### Text excerpt
* * *

Carol Hoenig and her business partner Peggy Zieran have launched an Indiegogo campaign to raise $150,000 to open a Long Island, NY, book store called Turn of the Corkscrew, Books & Wine.

They’re currently pretty short of their goal, but they address that in a recent update to the campaign page:

You may notice how much money we need to open a bookstore compared with the donations already received. On first glance, it appears we are failing in our goal, but the reality is that we wanted you to know how much it costs to open an independent bookstore while hoping you realize that any contribution you make is going toward helping us succeed in this goal. Did we think we were going to reach that lofty goal here in IndieGoGo? Not likely—however, miracles do happen.

With just over a month left in the campaign, they’re reaching out to lovers of books, culture, learning, and those who want to see the survival of the independent book store, hoping they’ll contribute to the future opening of “a welcoming place for children and adults where they can discover books that were published recently or long ago, and enjoy a beverage of one’s choice, along with some light refreshments.”

(As a bonus, donors receive certain perks depending on the level of giving. Check out their campaign here.)

Carol and Peggy write a bit on their Indiegogo page about the store they want to open, but I wanted to know more – about everything – so I got in touch with Carol (whose novel Without Grace is wonderful, by the way) and asked her a few questions.

Q: There was a moment when you decided, “I’m going to do it. I’m opening a bookstore.” I know ideas like this usually float around for a while (years, even), often as an “Oh, it would be fun, but who just does that?” thought, but then there’s that moment when it is put into motion. What was that moment for you?

A: I have to say it was when my friend and business partner and I began reading quite a number of articles about how independent bookstores are becoming successful because they are becoming more than “just” a bookstore. We both have the experience and drive, so we thought, why not make this happen?

When I discovered a gallery in my town wasn’t renewing its lease, I thought perhaps that would be an ideal space to have a bookstore, so Peggy and I started discussing it. When we realized it wouldn’t be big enough to do what we wanted, we thought, hey, let’s look at other spaces and see if we can do this. I ended up writing a blog for the Huffington Post titled, Who Opens a Bookstore in this Day and Age? to get some feelers out there. An American Bookseller Association member read it and contacted me to discuss the possibilities.

That’s when Peggy and I realized that there is a support team out there and decided we weren’t going to turn back. Now all these months later, we are struggling to raise start-up funds, but we aren’t giving up. Offering a place to introduce books and diverse programming is very important to us and necessary.

Meet Carol and Peggy

Q: You want to open the store on the South Shore of Long Island. What’s the bookstore situation currently like there?

A: The closest bookstore from where I live is about five miles away. It is a big box store and they don’t do many events at all. When one walks in, one is greeted by a huge display of a particular type of e-reader, which I find to be distracting.

Q: Describe the South Shore of Long Island for those who haven’t been there, such as the average age of the residents, what they do for a living, etc.

A: It really varies since it spans over a lot of miles, but the median age is 40 and the residents’ occupations vary. There are a number of business offices in the area, while there are many restaurants , from casual to four-star.

* * *

### Set of tasks
- A) Copy the passage of the bookstore article starting at "With just over" and ending at "a few questions.".
- B) Carry on the bookstore article from the point where it stops.
The items that follow have no connection to the bookstore article.

(Shape annotation items)
* * *

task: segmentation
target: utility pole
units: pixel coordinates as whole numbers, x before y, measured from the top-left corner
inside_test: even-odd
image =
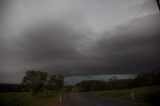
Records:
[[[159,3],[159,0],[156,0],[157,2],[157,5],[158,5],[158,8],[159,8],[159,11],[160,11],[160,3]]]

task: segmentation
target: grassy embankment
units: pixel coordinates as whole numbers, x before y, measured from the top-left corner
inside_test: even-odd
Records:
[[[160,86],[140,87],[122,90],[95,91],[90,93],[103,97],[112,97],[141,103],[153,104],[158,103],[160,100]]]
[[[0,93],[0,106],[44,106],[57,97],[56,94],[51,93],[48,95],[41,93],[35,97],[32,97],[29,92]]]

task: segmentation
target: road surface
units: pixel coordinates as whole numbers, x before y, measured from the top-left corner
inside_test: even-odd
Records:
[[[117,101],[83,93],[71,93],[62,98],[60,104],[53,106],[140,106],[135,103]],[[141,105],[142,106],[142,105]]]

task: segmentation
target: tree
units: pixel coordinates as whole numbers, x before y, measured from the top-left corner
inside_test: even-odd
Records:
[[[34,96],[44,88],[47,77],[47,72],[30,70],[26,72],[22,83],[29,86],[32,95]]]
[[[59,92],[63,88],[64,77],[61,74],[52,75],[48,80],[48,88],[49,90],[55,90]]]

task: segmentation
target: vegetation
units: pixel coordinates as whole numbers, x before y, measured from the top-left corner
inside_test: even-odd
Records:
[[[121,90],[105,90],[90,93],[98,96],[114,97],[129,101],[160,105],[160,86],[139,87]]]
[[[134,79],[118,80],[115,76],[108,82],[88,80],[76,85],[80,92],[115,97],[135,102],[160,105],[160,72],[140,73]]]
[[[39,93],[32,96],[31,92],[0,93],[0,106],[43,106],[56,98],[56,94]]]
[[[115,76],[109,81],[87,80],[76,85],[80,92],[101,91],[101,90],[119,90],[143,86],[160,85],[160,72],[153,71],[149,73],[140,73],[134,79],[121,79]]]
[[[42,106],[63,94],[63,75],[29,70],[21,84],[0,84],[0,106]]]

* * *

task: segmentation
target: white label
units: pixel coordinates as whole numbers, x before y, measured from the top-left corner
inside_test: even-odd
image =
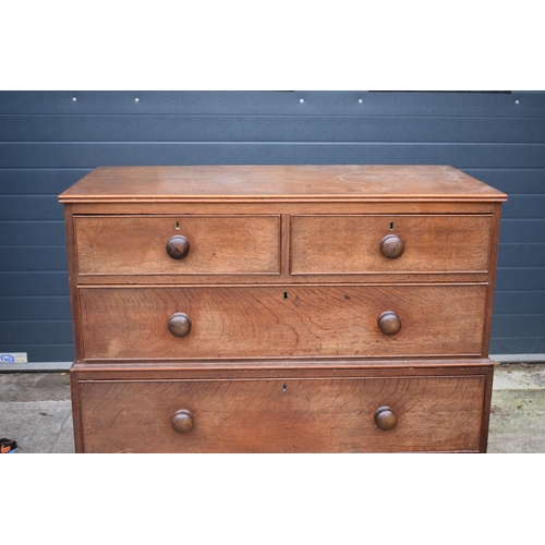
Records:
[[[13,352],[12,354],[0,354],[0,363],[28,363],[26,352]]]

* * *

### Responses in order
- A)
With just over a month left in the campaign, they’re reaching out to lovers of books, culture, learning, and those who want to see the survival of the independent book store, hoping they’ll contribute to the future opening of “a welcoming place for children and adults where they can discover books that were published recently or long ago, and enjoy a beverage of one’s choice, along with some light refreshments.”

(As a bonus, donors receive certain perks depending on the level of giving. Check out their campaign here.)

Carol and Peggy write a bit on their Indiegogo page about the store they want to open, but I wanted to know more – about everything – so I got in touch with Carol (whose novel Without Grace is wonderful, by the way) and asked her a few questions.

- B)
Q: Why is this particular spot a good spot for a bookstore?

A: First, because there isn’t one remotely nearby. Second, it is accessible via the Long Island Railroad and has a lot of foot traffic.

Q: More generally, what does a bookstore bring to a neighborhood?

A: It brings culture, a place to gather where there can be an exchange of ideas. It will offer education and entertainment.

Q: You recently said you found a great building for Turn of the Corkscrew. What makes the building perfect?

A: Well, since we posted that, we are actually having second thoughts for a number of different reasons. In reality, it was a charming old house zoned for retail, but once we started considering many issues that start-ups must consider, we started approaching it logically. It’s not totally out of the question, but it seems less wonderful than we first thought.

Q: A series of images recently circulated, Ten Inspiring Bookshops Around the World, whose themes ranged from cluttered to cozy to nautical. How would you describe your vision of Turn of the Corkscrew’s interior design?

A: Welcoming while making the reader want to walk in further. Besides having a wide variety of books, many off the beaten path of the best-seller list, we plan to carry unique sideline items. When we attended BookExpo a few weeks ago we got excited about certain items that one wouldn’t find in their typical big box store. There were gift cards that had us laughing, and we plan to carry them because they are wickedly funny and edgy. I want our patrons to experience something fresh when they come to the store.

We also plan to carry artwork from local artists to put on our walls. We really plan to work with the community to help support other deserving creative people who cannot find a forum or venue. We, of course, plan to have an area for the bar with some seating so that our patrons can just be immersed in the atmosphere while
enjoying a beverage of their choice or while they are discussing their favorite book.

We want to have a nice curated selection of books and an event space large enough to host authors, workshops, etc. And an area with a few scattered tables to sit and enjoy a glass of wine or cold beer.

It’s difficult to say exactly how it will look since we will have to actually get into the space and see the requirements for it.

Q: A bookstore with a liquor license seems like a new idea. What made you think “beer and wine” instead of the standard coffee?

A: Well. We will also be serving coffee, tea and soft drinks, but for myself, when I go to an event in the evening, I prefer a glass of wine, and I know I’m not the only one. It just seems to add to the ambiance.

Q: Will it be a place people will want to come just to meet a friend and have a drink surrounded by hundreds of gorgeous books, or would you like the focus to be more on the fact that it is, ultimately, a book store, a place trying to sell books – “but please, do have a glass of wine or some coffee and enjoy your stay”?

A: The latter, for sure. We plan to have a Sunday program with Larry Davidson interviewing authors for a podcast. Larry did this for one of the vineyards for a number of years and called it “Writers on the Vine.” We’d like to do something similar, but offer a light Sunday brunch with it. Our patrons would have the opportunity to sit and listen to Larry interview authors while they are enjoying a mimosa or cup of coffee and perhaps a croissant.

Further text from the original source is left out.